Required work: Transcribe the tail of the listing: start at the line containing "Where can the salmon" and stop after the last line, keeping every character as is and adding nothing.

Records to use:
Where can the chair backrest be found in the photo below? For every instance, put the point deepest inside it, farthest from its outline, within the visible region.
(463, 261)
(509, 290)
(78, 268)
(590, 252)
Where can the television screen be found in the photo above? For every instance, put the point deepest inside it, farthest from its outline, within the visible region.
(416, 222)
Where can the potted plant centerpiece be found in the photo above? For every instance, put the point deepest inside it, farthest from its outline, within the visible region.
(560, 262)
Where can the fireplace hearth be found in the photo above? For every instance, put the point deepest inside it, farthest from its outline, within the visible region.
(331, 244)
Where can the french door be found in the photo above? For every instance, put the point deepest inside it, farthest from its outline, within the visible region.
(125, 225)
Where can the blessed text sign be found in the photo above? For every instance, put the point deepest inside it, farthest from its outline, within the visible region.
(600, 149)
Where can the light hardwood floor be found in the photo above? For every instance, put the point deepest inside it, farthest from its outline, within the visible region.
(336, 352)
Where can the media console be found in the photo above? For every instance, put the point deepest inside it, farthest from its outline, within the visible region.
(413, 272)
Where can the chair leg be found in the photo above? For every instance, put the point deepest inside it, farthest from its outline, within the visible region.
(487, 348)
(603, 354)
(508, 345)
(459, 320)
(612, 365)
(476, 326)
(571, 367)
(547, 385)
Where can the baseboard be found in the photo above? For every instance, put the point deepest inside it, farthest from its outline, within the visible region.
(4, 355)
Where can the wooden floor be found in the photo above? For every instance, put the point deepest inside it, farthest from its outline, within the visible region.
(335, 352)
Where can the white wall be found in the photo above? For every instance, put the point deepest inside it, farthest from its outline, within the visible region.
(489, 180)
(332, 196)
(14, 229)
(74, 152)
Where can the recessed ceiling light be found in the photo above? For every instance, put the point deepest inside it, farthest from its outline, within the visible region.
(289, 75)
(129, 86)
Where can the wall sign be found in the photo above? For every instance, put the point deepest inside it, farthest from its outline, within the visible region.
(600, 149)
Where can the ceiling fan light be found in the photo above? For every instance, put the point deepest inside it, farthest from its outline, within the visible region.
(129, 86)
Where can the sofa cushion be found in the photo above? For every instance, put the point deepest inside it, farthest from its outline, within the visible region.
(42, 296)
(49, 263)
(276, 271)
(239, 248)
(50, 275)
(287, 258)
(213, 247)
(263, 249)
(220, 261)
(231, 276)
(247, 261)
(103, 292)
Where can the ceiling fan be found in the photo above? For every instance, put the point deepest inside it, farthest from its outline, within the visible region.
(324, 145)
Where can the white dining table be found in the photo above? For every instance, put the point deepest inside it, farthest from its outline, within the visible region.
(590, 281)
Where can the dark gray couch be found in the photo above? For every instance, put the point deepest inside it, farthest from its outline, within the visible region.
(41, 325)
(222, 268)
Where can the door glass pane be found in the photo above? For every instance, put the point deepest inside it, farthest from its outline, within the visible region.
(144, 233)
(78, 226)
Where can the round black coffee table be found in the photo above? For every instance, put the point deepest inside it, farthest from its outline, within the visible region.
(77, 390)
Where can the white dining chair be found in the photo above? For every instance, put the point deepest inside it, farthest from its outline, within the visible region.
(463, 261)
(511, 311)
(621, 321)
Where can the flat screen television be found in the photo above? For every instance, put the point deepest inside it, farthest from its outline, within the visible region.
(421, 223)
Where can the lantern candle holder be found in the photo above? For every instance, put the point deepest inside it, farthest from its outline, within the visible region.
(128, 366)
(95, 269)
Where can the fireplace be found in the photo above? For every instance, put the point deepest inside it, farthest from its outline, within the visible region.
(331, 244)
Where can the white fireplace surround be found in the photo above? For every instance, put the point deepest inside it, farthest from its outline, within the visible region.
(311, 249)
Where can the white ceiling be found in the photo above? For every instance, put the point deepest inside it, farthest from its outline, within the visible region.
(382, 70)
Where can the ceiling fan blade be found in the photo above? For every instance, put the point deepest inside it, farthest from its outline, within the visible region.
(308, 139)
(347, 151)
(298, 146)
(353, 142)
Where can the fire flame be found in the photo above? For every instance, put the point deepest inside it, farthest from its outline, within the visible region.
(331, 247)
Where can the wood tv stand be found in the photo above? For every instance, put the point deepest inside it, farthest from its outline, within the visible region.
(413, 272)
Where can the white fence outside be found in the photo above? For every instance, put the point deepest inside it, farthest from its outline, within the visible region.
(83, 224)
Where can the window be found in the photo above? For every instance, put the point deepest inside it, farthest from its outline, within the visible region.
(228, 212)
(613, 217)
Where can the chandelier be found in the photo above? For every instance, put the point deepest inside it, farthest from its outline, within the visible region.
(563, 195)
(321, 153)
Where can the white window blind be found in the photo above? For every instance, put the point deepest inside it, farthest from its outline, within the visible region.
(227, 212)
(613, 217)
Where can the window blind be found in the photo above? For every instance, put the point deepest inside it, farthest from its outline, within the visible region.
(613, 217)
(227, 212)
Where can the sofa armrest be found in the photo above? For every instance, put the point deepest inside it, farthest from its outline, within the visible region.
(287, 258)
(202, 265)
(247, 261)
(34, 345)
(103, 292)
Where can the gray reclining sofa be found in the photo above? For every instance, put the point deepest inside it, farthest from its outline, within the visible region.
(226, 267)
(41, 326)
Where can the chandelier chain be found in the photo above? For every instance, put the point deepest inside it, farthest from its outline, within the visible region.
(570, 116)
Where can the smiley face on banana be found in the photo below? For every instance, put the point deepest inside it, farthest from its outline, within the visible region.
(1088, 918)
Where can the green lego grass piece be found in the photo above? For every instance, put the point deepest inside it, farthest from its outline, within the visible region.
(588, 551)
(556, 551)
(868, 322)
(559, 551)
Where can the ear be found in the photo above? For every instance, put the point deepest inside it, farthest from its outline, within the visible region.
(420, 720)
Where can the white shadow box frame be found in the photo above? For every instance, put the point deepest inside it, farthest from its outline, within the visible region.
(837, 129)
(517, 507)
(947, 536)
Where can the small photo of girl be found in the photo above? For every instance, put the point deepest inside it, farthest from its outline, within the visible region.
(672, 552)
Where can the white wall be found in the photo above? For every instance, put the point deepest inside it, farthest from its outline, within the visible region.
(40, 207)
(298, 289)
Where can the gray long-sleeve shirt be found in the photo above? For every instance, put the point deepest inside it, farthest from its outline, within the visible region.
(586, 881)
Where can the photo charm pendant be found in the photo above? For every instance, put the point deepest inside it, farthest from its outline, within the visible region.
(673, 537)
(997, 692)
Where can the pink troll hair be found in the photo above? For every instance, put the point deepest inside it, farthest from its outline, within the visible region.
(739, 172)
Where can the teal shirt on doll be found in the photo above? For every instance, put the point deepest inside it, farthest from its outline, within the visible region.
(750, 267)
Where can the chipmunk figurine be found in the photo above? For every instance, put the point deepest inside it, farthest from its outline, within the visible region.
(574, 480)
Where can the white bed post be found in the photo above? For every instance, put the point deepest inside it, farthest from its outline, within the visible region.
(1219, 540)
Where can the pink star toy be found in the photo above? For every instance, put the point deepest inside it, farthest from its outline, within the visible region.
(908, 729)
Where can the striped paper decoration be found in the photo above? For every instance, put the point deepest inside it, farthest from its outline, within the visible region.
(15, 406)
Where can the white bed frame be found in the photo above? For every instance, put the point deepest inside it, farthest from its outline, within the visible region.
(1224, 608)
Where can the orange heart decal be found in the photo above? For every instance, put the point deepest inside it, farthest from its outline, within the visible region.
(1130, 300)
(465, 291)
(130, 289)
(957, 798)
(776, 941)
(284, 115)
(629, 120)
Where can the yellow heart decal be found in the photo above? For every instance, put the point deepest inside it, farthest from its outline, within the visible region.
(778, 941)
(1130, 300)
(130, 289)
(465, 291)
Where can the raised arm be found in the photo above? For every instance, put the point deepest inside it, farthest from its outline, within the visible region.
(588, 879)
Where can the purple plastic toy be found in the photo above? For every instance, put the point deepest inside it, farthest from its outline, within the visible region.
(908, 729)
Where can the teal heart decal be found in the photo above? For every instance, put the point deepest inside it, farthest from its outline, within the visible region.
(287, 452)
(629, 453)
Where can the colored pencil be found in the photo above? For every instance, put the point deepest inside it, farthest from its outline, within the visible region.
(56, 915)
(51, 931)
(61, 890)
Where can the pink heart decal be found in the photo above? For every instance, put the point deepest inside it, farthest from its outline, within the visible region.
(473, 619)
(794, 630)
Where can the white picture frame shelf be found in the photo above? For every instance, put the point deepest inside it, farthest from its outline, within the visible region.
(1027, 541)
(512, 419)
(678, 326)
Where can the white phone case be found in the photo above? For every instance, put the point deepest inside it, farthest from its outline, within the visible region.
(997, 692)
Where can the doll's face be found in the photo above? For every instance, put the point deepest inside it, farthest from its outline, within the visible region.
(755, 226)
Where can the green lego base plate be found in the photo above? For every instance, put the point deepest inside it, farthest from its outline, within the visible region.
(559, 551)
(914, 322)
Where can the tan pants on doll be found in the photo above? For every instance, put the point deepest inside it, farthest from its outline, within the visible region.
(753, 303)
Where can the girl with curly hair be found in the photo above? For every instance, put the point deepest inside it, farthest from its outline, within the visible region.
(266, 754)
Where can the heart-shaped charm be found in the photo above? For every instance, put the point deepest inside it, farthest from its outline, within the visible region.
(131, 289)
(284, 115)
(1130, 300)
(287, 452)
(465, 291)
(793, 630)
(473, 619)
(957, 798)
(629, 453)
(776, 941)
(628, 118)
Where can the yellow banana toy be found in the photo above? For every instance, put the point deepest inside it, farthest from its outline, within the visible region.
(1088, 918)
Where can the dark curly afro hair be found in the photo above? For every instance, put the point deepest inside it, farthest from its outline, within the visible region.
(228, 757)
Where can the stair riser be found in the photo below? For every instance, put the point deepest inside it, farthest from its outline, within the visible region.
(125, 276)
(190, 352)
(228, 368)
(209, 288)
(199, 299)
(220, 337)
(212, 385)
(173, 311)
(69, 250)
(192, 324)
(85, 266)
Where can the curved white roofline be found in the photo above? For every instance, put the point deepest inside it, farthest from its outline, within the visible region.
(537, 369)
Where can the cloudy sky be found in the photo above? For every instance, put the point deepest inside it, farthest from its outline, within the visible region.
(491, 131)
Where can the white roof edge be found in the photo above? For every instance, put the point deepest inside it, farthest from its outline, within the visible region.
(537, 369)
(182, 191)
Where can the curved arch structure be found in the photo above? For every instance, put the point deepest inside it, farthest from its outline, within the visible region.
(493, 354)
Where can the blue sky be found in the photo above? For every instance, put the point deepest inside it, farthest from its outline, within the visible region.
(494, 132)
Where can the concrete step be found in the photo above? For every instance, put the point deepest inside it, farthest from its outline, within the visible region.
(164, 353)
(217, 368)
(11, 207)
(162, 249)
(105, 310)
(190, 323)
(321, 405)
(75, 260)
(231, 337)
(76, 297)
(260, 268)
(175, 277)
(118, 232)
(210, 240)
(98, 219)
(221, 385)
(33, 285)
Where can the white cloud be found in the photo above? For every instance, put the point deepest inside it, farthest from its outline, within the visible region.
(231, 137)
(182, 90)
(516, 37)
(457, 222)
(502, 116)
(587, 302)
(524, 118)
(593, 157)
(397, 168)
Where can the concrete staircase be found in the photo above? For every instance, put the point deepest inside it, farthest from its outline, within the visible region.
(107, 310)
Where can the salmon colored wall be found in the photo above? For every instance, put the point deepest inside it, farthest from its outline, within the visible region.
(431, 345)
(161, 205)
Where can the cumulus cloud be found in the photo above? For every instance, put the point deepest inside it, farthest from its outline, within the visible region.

Answer for the task:
Where can the salmon colored wall be found in the photo above? For every instance, put the point deepest inside it, farthest from its outline, within the visible region.
(431, 345)
(161, 205)
Where can the cumulus cloud be found in the photo above? For every instance, put the point deepest inside it, farthest from its outline, within the visible region.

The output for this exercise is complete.